Supplied passage ->
________

It’s absolutely the case that modern Republicans don’t like democracy, and that article is already two years old! What I can’t wrap my mind around is how everyday people like me seem happy to watch our civil liberties crumble. From disappearing people off the street to ignoring judicial review, even blaming hundreds of court injunctions to slow or stop illegal Trump Executive Orders on the doing of liberal judges, activist judges, traitors who must be impeached. It’s the same: everything is a hoax, and everything is a witch-hunt rhetoric that propels the Trumpist cult of personality.
Post-general, everyone began saying FAFO to Trump voters: fuck around and find out. Man, I get the desire to see people pay for what they welcome, and I think strategically, many Trump voters won’t be convinced to leave the cult until they experience a direct impact. But I worry that FAFO is a way for my peers on the left to alienate Trump voters in the same way they’ve dismissed us as lunatics and extremists. I know this puts me out of step with some friends, but I found something valuable in Michelle Obama’s “They go low, we go high” rhetoric. Maybe it’s just my optimistic view of humanity.
I supposed what I’ve learned from probably a solid year of making explicitly political videos for social media is that my facts, reasoning, and even shared middle-class, paycheck-to-paycheck solidarity with my Republican neighbors is not quite enough to draw them away from clearly anti-Constitutional actions from the sitting admin.
The value of the videos I create is effective for building community and giving voice to frustrations that others may not articulate in quite the same way, but what I didn’t expect is that two months on, I still get comments and DMs that I need to give Elon Musk more time, and don’t I want to root out the fraud, waste, and abuse of my tax dollars? Don’t I want to mass deport gang members? Isn’t it common sense that “men aren’t women,” and lower courts shouldn’t be able to overturn presidential action?

________

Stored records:
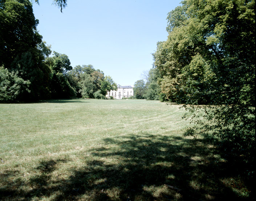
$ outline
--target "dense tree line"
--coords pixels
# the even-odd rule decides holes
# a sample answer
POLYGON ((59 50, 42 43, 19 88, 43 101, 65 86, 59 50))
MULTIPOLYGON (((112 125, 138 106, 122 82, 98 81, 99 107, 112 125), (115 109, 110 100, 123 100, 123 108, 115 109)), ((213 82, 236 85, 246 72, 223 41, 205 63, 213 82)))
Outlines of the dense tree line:
POLYGON ((103 98, 116 87, 92 65, 73 69, 68 56, 51 55, 37 30, 38 23, 29 0, 0 1, 0 102, 103 98))
POLYGON ((161 100, 160 86, 158 82, 159 71, 157 68, 144 71, 143 79, 136 81, 134 88, 134 97, 147 100, 161 100))
POLYGON ((169 13, 153 54, 162 100, 194 114, 187 133, 218 137, 227 155, 255 151, 255 1, 187 0, 169 13))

________

Required work ->
a) Quote the political commentary word for word, starting with "Post-general, everyone began" and going on through "view of humanity.".
b) Continue the political commentary from the point at which it ends.
The entries above are separate material and have no connection to the political commentary.

Responses by item number ->
a)
Post-general, everyone began saying FAFO to Trump voters: fuck around and find out. Man, I get the desire to see people pay for what they welcome, and I think strategically, many Trump voters won’t be convinced to leave the cult until they experience a direct impact. But I worry that FAFO is a way for my peers on the left to alienate Trump voters in the same way they’ve dismissed us as lunatics and extremists. I know this puts me out of step with some friends, but I found something valuable in Michelle Obama’s “They go low, we go high” rhetoric. Maybe it’s just my optimistic view of humanity.

b)
The medical funding cuts may be the most outrageous because almost everyone I know knows that I’ve been deeply involved in patient political advocacy for years. It’s nothing short of hurtful that Donald Trump and Elon Musk are trusted more than I, a normal dude with cancer who’s given years of his life to serving others through peer support and advocacy with and for others with devastating cancer.
Living for 30 years in a deeply red state has taught me that insults work, dehumanization is effective, Republicans seek power before all else, and I am a trusted friend, so long as I don’t disagree with the party line.
The foundation of anti-democratic movement is to win trust away from your fellow Americans and award it to the ruling class. I’ll continue investing in my relationships because the opposite of fascism is community, but watching the GOP evolve by living under its state governance for 30 years frightens me that too many Americans are gleefully abandoning consent by the people to be governed.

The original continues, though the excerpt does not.